[Location identification entries]
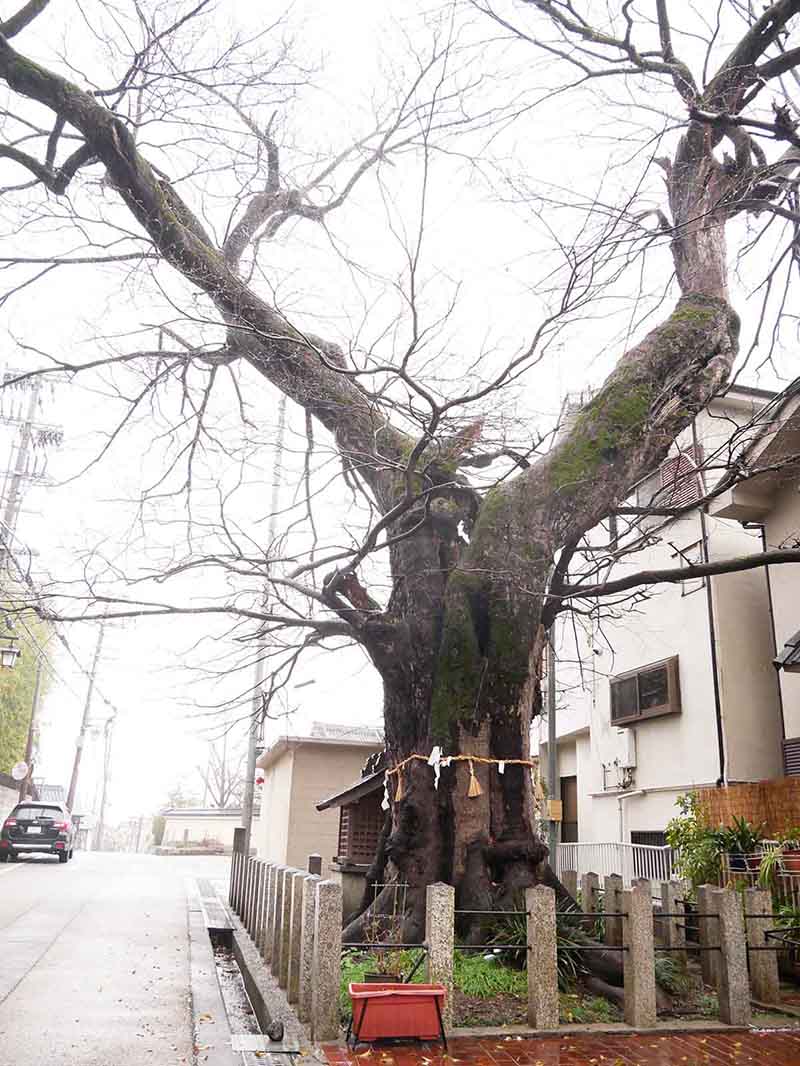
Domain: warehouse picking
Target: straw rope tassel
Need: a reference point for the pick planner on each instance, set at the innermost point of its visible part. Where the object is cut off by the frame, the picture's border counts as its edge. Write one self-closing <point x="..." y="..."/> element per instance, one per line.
<point x="475" y="788"/>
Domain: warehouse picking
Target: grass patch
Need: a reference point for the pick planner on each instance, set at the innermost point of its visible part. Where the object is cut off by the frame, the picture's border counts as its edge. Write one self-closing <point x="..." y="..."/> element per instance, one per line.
<point x="483" y="978"/>
<point x="586" y="1010"/>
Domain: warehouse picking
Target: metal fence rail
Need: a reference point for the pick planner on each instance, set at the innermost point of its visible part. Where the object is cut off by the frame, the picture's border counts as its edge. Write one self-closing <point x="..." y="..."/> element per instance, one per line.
<point x="630" y="861"/>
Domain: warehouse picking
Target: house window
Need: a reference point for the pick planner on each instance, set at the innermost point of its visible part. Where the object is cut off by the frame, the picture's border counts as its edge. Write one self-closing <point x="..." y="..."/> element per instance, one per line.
<point x="680" y="480"/>
<point x="645" y="693"/>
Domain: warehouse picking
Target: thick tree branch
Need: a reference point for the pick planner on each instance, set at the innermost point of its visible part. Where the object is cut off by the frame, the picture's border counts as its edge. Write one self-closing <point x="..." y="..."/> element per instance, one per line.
<point x="54" y="179"/>
<point x="726" y="90"/>
<point x="292" y="361"/>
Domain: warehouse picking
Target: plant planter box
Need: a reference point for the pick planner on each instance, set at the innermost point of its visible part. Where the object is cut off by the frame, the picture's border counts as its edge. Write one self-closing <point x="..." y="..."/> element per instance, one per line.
<point x="397" y="1012"/>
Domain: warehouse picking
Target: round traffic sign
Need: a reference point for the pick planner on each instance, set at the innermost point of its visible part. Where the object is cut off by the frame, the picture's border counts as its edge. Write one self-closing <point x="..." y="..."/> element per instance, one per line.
<point x="19" y="771"/>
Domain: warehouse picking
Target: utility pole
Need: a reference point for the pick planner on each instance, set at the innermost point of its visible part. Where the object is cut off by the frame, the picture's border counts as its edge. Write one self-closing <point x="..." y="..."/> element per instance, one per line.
<point x="256" y="717"/>
<point x="84" y="721"/>
<point x="31" y="729"/>
<point x="552" y="745"/>
<point x="11" y="513"/>
<point x="106" y="772"/>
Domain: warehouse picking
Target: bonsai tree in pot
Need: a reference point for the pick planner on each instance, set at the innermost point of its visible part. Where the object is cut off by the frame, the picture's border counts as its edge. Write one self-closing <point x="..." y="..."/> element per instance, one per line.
<point x="790" y="851"/>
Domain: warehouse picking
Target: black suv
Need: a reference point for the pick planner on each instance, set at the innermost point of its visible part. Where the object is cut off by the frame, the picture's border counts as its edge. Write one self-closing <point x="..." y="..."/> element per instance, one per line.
<point x="37" y="827"/>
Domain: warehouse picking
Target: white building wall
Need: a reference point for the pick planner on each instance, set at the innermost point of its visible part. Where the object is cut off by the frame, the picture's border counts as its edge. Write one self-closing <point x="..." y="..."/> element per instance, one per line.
<point x="782" y="527"/>
<point x="213" y="827"/>
<point x="676" y="753"/>
<point x="272" y="839"/>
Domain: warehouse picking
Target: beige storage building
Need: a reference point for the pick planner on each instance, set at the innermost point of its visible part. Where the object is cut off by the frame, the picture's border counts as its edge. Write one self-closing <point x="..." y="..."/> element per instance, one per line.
<point x="298" y="772"/>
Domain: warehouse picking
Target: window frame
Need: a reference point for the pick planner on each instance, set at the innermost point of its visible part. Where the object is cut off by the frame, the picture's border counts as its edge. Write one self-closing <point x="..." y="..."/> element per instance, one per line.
<point x="673" y="693"/>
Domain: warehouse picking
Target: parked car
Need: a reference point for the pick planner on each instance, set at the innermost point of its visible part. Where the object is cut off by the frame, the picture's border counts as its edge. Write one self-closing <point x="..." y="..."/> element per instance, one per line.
<point x="44" y="828"/>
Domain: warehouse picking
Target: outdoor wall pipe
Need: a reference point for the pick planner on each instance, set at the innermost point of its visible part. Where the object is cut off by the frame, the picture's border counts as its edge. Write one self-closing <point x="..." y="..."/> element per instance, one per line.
<point x="763" y="531"/>
<point x="620" y="798"/>
<point x="712" y="626"/>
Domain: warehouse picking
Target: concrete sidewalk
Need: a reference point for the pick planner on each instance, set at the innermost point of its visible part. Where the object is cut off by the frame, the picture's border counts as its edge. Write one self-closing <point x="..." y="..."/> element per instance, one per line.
<point x="94" y="960"/>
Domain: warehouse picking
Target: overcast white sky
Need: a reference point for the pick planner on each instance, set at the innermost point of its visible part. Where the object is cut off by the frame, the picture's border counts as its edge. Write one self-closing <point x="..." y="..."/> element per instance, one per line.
<point x="486" y="232"/>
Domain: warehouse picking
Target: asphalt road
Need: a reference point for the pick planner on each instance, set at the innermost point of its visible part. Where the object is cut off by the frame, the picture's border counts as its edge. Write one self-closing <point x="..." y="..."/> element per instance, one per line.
<point x="94" y="959"/>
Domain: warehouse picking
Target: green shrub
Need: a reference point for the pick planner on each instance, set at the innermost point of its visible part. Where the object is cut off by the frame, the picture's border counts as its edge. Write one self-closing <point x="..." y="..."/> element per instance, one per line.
<point x="698" y="848"/>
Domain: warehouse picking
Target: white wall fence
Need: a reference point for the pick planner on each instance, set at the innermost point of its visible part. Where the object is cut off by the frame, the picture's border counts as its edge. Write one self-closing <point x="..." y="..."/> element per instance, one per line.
<point x="632" y="861"/>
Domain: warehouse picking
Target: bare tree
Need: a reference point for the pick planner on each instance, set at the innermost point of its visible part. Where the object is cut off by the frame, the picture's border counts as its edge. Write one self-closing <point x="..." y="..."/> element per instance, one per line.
<point x="223" y="777"/>
<point x="477" y="568"/>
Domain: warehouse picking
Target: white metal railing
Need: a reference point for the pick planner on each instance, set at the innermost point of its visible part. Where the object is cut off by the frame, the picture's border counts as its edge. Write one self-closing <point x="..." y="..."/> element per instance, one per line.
<point x="628" y="860"/>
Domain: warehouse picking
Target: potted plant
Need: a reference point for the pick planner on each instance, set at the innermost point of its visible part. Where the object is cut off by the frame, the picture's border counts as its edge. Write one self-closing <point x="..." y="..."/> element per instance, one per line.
<point x="389" y="968"/>
<point x="396" y="1012"/>
<point x="742" y="840"/>
<point x="790" y="849"/>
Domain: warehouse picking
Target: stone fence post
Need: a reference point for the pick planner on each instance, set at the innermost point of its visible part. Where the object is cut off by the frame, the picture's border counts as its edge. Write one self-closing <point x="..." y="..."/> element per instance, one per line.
<point x="639" y="956"/>
<point x="306" y="948"/>
<point x="264" y="910"/>
<point x="540" y="903"/>
<point x="708" y="936"/>
<point x="283" y="973"/>
<point x="277" y="916"/>
<point x="236" y="866"/>
<point x="589" y="893"/>
<point x="299" y="878"/>
<point x="612" y="904"/>
<point x="326" y="972"/>
<point x="674" y="929"/>
<point x="734" y="986"/>
<point x="256" y="900"/>
<point x="764" y="980"/>
<point x="249" y="877"/>
<point x="440" y="935"/>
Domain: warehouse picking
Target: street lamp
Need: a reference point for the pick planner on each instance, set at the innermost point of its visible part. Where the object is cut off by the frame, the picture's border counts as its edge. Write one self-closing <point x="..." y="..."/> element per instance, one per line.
<point x="9" y="652"/>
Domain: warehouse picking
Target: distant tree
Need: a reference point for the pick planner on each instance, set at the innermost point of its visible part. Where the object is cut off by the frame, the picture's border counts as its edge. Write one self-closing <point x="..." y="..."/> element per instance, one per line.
<point x="223" y="778"/>
<point x="177" y="796"/>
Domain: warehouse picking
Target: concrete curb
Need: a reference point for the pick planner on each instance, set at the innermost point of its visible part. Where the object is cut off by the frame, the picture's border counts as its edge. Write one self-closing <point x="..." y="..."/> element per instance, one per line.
<point x="269" y="1000"/>
<point x="210" y="1030"/>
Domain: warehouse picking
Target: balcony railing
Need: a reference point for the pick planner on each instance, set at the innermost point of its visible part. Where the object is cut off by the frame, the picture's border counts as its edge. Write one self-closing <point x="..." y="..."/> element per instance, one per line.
<point x="630" y="861"/>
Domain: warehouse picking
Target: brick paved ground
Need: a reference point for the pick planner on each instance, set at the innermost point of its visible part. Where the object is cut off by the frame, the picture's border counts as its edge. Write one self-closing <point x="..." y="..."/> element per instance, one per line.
<point x="776" y="1048"/>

GOAL ▸ Tally the lines in the listing above that contain the word "building". Give only the number.

REPLY TO THE TASK ▸ 2